[Start of EXTRACTED RECORDS]
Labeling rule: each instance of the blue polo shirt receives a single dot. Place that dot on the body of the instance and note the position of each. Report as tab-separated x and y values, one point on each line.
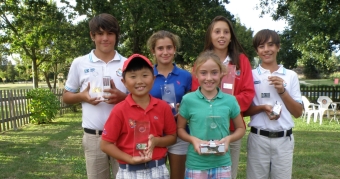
179	77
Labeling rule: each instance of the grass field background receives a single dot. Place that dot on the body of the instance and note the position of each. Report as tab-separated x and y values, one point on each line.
54	151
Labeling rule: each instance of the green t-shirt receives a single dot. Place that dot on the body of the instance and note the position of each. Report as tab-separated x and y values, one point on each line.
198	111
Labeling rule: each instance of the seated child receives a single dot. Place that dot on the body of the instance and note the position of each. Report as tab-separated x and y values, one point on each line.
119	139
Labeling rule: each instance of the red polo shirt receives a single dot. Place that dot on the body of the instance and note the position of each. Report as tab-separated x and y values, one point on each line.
119	128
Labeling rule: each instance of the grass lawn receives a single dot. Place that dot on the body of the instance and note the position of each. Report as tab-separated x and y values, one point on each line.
55	151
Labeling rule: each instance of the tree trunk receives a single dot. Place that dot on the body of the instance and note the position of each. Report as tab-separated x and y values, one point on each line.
47	80
35	73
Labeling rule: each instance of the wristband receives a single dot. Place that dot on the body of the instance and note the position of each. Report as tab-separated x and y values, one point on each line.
284	90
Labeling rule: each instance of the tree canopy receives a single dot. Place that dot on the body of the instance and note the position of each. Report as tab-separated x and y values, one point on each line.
313	26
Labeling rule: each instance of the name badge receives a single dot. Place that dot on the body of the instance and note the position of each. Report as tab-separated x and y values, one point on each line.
265	95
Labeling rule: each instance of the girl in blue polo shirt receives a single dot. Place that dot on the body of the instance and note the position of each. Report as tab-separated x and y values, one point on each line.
163	45
196	108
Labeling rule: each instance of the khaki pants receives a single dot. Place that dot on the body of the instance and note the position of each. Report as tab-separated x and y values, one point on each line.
269	157
97	162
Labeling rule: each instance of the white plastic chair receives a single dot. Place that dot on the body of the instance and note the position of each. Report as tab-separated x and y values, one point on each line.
309	109
326	104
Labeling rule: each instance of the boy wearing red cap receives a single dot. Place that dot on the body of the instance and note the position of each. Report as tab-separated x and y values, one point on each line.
119	131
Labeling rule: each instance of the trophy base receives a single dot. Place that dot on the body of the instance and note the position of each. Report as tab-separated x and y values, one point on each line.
212	148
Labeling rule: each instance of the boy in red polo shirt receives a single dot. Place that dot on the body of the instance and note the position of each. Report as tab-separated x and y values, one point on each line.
118	138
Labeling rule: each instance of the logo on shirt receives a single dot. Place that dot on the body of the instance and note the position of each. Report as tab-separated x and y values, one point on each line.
104	132
238	72
88	70
132	123
119	72
257	82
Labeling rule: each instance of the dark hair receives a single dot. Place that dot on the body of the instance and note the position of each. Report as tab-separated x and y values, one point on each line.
105	22
263	36
204	57
161	35
137	64
234	47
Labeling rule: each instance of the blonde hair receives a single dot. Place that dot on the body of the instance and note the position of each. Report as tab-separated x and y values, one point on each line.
204	57
151	44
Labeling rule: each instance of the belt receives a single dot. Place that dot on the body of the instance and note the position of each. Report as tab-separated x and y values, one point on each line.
91	131
142	166
269	134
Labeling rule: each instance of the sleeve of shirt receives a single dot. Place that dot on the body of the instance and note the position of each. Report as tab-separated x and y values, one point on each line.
189	83
235	109
247	93
194	81
112	127
73	83
170	126
183	110
294	90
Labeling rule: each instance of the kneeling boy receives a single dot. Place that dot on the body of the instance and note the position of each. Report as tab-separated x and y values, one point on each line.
119	131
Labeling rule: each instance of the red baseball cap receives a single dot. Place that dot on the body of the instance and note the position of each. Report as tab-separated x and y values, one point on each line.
127	62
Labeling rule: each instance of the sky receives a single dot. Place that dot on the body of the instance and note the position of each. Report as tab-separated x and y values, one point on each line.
250	17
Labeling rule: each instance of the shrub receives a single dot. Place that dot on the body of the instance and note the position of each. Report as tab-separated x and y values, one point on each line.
43	105
334	75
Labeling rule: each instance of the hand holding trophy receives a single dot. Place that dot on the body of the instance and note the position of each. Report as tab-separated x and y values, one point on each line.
213	134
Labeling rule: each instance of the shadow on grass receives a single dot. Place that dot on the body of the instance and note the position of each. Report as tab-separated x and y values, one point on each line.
44	151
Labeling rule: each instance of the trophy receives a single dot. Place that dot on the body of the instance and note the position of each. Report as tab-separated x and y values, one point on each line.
228	80
169	95
98	82
213	133
141	136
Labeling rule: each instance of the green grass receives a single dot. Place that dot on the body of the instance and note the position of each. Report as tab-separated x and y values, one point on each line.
311	82
55	150
44	151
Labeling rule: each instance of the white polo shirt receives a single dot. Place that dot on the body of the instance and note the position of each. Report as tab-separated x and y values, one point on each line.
94	116
267	94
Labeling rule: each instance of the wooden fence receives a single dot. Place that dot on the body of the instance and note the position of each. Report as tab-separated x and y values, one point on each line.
14	112
14	108
313	92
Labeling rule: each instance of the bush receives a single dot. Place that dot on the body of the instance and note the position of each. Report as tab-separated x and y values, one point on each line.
44	105
334	75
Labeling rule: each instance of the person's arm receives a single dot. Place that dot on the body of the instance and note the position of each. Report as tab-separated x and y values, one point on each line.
292	106
238	133
247	91
84	96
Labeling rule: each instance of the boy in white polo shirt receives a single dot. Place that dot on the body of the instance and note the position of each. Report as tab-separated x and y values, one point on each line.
270	141
85	78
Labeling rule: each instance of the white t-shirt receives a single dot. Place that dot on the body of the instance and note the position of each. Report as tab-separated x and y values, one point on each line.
267	94
94	116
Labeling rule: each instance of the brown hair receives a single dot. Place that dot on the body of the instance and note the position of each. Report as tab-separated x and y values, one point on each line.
234	47
151	44
105	22
204	57
263	36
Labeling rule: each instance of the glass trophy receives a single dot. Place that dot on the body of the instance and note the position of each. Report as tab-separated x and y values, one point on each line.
169	95
228	80
213	133
141	136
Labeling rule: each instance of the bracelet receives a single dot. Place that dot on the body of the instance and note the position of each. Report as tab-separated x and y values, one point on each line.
284	90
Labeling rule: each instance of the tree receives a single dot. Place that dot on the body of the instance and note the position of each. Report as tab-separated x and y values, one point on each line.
315	27
10	72
140	18
31	29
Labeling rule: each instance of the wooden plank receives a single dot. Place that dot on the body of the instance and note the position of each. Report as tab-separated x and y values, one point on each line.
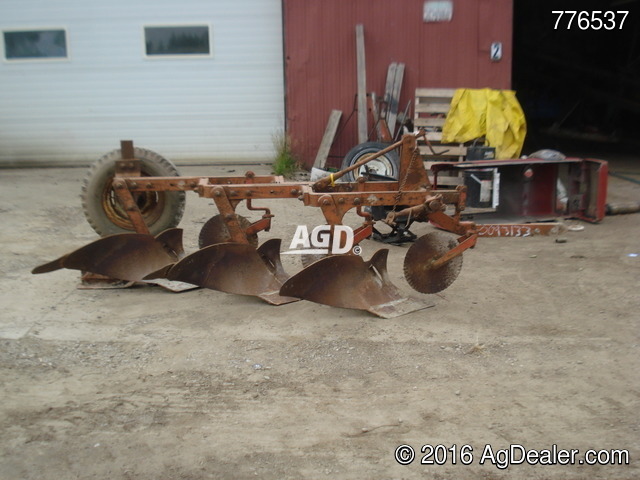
[End of EXTRACTED RECORDS]
▶ CHALLENGE
Find every line in the data above that contains the string "blue", matching case exactly, and copy each of those lines.

▶ EXERCISE RESPONSE
Labeling rule: each instance of the blue polo shirt receives a single dot. Place that dot on the body of the instance and note the position of each. Report as tab-separated x and y values, one point on each line.
Labeling rule: each instance of the girl in blue polo shirt receives a single dot. Place that dot on the body of the instance and note the position of each. Report as tab-separated x and y values, one point on each line.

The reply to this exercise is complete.